[Exercise brief]:
Each record below should be output verbatim, without pictures.

#### Data excerpts

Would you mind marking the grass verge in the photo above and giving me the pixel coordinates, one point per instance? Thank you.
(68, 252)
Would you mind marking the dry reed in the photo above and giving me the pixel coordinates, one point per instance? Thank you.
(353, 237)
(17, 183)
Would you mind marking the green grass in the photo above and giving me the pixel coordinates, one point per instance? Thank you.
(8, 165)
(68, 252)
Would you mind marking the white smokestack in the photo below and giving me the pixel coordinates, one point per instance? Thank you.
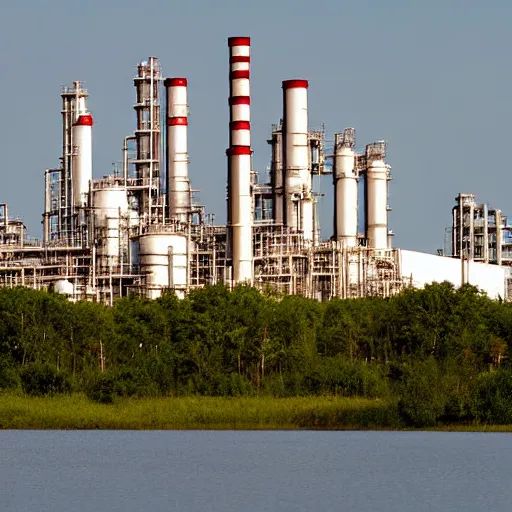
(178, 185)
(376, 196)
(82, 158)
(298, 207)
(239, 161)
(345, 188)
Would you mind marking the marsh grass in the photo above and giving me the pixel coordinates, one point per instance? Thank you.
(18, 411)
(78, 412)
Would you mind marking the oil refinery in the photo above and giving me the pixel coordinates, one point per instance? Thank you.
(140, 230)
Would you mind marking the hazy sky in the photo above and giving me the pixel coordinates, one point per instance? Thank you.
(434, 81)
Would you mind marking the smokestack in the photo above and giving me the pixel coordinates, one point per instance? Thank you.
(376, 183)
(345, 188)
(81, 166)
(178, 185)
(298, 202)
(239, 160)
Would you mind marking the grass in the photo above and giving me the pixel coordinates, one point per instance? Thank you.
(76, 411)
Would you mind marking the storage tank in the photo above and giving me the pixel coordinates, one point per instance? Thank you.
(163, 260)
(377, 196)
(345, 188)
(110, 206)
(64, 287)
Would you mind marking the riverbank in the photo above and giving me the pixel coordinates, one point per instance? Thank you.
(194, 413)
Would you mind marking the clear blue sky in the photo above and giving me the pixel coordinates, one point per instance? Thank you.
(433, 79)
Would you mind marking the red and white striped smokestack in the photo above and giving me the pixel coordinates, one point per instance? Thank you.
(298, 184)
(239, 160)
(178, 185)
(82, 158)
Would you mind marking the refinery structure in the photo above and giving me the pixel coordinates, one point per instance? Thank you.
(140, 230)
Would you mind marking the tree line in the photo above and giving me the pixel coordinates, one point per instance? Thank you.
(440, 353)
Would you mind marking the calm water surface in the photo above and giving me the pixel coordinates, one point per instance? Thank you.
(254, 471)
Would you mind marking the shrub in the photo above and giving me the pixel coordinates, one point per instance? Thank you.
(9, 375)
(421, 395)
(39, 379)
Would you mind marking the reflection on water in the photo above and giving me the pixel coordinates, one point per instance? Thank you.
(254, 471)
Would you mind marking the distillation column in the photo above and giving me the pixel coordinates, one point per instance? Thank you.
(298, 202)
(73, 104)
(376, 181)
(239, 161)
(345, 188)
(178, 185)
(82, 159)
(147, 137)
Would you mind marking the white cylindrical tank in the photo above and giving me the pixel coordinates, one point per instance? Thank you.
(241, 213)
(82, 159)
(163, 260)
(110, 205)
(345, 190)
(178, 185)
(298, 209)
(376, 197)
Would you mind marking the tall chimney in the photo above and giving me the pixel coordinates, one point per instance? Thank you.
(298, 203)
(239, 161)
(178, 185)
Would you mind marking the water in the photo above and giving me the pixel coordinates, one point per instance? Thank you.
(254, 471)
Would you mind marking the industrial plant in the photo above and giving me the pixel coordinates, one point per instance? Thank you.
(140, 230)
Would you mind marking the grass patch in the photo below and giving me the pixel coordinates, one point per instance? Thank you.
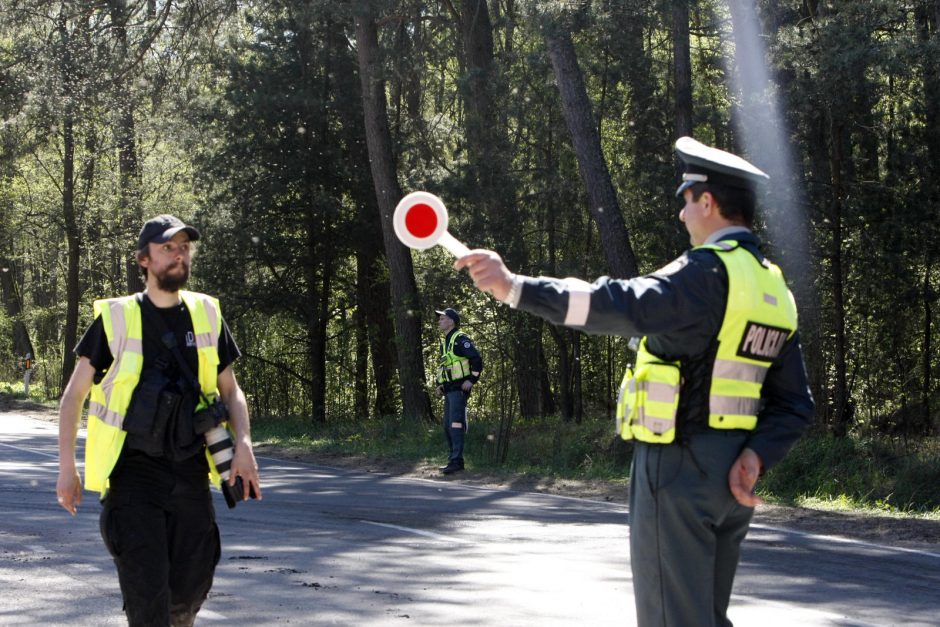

########

[Solved problem]:
Would you mind marking the grass verge in the photo above and giving me the pixel coordinates, one point per instance? Thank you.
(68, 252)
Would you mind marking the dry reed in the photo above and giving me the pixel coordinates, one point per instance? Thank you.
(353, 237)
(17, 183)
Would you mind marking the green grass in the photo above and giving me the pixel coordinates, one point per instance? Thank you.
(8, 165)
(68, 252)
Would you mind marking the white smokestack in the photo below and giving me the pixel coordinates, one point per instance? Thank you.
(178, 185)
(376, 196)
(82, 158)
(298, 207)
(239, 161)
(345, 188)
Would you mind marking the marsh grass in the photo above and giving me the pixel coordinates, one point per instance? Thank you.
(18, 411)
(78, 412)
Would you mind marking the oil refinery in the photo above and giving me the pixel coordinates, one point per instance? Thank you.
(140, 230)
Would you mind marking the hazy sky in the photo above and giving me the pixel coordinates, one point per instance? Thank you.
(434, 81)
Would you mind marking the smokestack in the photo above and giving me the pixel coordinates, one point per instance? Thank you.
(376, 183)
(345, 188)
(81, 166)
(178, 185)
(298, 202)
(239, 160)
Would you mind marking the grass in the photo above and giving me the pixel coordinates, one point per instance? Thank you.
(76, 411)
Would you mind marking the storage tank in the photo above and giving me the pixel coordinates, one point per instance? Thank you.
(163, 260)
(377, 196)
(345, 188)
(110, 206)
(64, 287)
Would you mind marking the riverbank in the photo above and giving me the pixel coordinates, one point per instance? Thank you.
(194, 413)
Would you mind marking the clear blue sky in the photo above and giving me the pixel coordinates, one point per instance? Thank you.
(433, 79)
Would you mind marking the red and white striped smokestack in the photo above and giving me the pixel coordinates, one point per instance? Thank you.
(298, 184)
(239, 160)
(178, 185)
(82, 158)
Would you mind marking the refinery structure in the photo above and giving me the pixel coordinates, one point per instance? Thank you.
(140, 230)
Would you mind marking the tree line in the photo above and giving me the pixel coordinates, one point per instance? Thank you.
(440, 353)
Would you mind marking the calm water surface in the photo above and giving me the pixel coordinates, one point per instance? Thank you.
(254, 471)
Would you mind marking the shrub in the photo above and giving me the pixel coordinates, one point per instance? Thank you.
(9, 375)
(421, 395)
(39, 379)
Would you mind marking the reflection on water in the photo above and giving me the pixel coordinates, one point per instance? Thank you.
(254, 471)
Would you mind marking the distillation column in the photo above and giving me the pixel coordinates, one point per instance? Thank you.
(298, 202)
(73, 104)
(376, 181)
(239, 161)
(345, 188)
(178, 185)
(82, 159)
(147, 137)
Would you mind marking the white cylindrical tank in the photo above and giving me the pixel coordinates, one point per instance? Thank you.
(241, 213)
(82, 159)
(163, 260)
(110, 205)
(345, 190)
(178, 185)
(298, 209)
(376, 197)
Would you mind marking the tall chimney in the photo above and giving me the pixel coordinates, one point per instance? Thank you.
(298, 203)
(239, 161)
(178, 185)
Would you mind marking the water in the photo above and giving me the pixel coordinates, one point per instance? Thank you.
(254, 471)
Would you mind marking the industrial plant in the photo above and giving me the pixel coordinates, one point per instance? Thank you.
(140, 230)
Would you mind marking the grass patch in the photo below and giving me the pixel coordinates, one point per instance? Thank you.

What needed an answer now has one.